** start of Document excerpt **

How does foldLeft in Scala work on DataFrame?
Consider a trivialized foldLeft
example more similar to your DataFrame version:
List(3, 2, 1).foldLeft("abcde")((acc, x) => acc.take(x))
If you look closely at what the (acc, x) => acc.take(x)
function does in each iteration, the foldLeft
is no difference from the following:
"abcde".take(3).take(2).take(1)
// Result: "a"
Going back to the foldLeft
for your DataFrame:
stringColumns.foldLeft(yearDF){ (tempdf, colName) =>
tempdf.withColumn(colName, regexp_replace(col(colName), "\n", ""))
}
Similarly it's no difference from:
val sz = stringColumns.size
yearDF.
withColumn(stringColumns(0), regexp_replace(col(stringColumns(0)), "\n", "")).
withColumn(stringColumns(1), regexp_replace(col(stringColumns(1)), "\n", "")).
...
withColumn(stringColumns(sz - 1), regexp_replace(col(stringColumns(sz - 1)), "\n", ""))
- What value does tempDF hold ? If it is the same as yearDF, how is it mapped to yearDF ?

** end of Document excerpt **

Required actions
a: In the foldLeft explanation, what result does the chained take example give?
b: From the foldLeft explanation, return the passage starting with "How does foldLeft" and going on through "x) => acc.take(x))".
c: Resume the explanation of foldLeft on a DataFrame, picking up right after its final line.

** start of Data shown **

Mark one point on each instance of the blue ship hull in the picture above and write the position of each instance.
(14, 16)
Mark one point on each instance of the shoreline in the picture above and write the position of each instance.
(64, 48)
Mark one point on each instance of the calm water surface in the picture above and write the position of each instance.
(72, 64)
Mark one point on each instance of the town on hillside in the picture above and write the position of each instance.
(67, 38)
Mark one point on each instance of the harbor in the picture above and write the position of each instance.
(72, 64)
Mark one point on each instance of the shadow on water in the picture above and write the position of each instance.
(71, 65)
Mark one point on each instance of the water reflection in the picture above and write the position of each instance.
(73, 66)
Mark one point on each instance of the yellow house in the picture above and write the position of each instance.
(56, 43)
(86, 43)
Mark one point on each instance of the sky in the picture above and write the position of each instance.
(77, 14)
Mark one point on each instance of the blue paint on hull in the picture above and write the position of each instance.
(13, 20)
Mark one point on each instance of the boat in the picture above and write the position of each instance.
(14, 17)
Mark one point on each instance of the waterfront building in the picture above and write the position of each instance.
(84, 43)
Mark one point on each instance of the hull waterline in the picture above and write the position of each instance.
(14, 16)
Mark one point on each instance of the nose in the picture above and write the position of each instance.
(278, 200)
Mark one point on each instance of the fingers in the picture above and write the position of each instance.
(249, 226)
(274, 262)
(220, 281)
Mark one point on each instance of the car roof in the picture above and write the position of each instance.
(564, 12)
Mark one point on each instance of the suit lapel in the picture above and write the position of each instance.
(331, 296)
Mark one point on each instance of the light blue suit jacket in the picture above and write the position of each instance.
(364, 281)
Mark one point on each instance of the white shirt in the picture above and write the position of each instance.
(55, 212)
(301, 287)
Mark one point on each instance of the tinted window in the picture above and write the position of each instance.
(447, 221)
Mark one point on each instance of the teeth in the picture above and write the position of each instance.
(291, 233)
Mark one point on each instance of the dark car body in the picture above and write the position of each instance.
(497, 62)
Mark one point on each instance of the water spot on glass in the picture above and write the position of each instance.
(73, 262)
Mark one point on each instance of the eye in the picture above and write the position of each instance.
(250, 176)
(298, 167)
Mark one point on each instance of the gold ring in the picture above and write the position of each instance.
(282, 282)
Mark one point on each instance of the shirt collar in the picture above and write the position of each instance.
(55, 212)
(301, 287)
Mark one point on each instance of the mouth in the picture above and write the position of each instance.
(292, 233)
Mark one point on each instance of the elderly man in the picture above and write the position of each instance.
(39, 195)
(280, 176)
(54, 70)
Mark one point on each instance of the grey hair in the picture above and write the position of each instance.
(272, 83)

** end of Data shown **
** start of Data shown **

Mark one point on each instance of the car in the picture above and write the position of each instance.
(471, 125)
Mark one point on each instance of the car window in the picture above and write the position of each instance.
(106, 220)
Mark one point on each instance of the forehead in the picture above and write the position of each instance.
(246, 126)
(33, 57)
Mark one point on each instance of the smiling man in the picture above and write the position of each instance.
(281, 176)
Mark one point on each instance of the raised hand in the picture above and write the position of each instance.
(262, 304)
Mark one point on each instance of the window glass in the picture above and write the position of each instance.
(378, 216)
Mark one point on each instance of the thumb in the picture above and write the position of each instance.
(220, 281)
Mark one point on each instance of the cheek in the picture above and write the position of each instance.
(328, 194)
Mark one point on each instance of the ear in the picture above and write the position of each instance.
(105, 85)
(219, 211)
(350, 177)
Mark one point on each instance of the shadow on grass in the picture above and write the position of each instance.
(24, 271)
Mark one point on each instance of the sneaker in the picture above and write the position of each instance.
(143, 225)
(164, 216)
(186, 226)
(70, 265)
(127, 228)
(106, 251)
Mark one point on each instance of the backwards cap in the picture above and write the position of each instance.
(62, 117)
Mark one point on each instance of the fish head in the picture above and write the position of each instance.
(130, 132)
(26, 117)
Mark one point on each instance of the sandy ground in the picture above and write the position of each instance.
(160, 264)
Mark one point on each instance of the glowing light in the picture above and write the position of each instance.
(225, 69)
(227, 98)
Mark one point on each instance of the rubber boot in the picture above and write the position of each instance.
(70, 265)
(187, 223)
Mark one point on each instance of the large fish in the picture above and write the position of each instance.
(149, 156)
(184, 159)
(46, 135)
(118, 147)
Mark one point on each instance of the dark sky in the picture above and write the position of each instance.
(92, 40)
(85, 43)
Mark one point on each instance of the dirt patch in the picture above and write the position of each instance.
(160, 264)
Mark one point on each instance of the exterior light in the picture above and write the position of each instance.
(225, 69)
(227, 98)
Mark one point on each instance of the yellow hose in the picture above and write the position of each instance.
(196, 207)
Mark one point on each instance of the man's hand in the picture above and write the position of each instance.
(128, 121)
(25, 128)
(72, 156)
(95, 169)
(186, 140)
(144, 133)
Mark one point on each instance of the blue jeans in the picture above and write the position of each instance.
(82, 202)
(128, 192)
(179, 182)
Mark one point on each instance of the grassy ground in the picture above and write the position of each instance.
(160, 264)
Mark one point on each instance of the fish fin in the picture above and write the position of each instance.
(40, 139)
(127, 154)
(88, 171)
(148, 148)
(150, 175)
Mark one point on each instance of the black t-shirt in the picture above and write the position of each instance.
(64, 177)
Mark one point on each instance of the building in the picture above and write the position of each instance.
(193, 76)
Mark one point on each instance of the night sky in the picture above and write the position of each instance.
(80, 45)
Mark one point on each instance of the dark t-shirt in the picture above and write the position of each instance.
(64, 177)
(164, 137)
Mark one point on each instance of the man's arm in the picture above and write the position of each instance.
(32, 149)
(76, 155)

** end of Data shown **
** start of Data shown **

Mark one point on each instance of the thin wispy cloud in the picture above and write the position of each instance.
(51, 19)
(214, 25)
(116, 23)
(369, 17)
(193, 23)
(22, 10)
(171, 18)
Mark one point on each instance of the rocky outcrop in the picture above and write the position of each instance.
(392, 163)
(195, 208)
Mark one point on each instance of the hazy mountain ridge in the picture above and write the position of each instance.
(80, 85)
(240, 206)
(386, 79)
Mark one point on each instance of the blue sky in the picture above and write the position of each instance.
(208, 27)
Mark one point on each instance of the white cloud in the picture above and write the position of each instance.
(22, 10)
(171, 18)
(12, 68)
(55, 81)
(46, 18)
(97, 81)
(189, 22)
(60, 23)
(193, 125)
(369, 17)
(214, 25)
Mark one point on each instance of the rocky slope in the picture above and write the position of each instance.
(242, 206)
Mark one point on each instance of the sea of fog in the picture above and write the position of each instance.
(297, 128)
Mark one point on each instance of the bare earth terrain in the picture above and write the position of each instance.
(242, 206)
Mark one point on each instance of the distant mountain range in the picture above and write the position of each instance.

** end of Data shown **

Responses by task
a: "a"

b:
How does foldLeft in Scala work on DataFrame?
Consider a trivialized foldLeft
example more similar to your DataFrame version:
List(3, 2, 1).foldLeft("abcde")((acc, x) => acc.take(x))

c:
In each iteration (i = 0, 1, 2, ...), tempDF
holds a new DataFrame transformed from applying withColumn(stringColumns(i), ...)
, starting from yearDF
- If withColumns is used in the function and the result is added to yearDF, how come it is not creating duplicating columns when
From withColumn(stringColumns(i), regexp_replace(col(stringColumns(i)), "\n", ""))
, method withColumn
creates a new DataFrame, "adding" a column with the same name as the column stringColumns(i)
it derives from, thus essentially resulting in a new DataFrame with the same column list as the original yearDF
.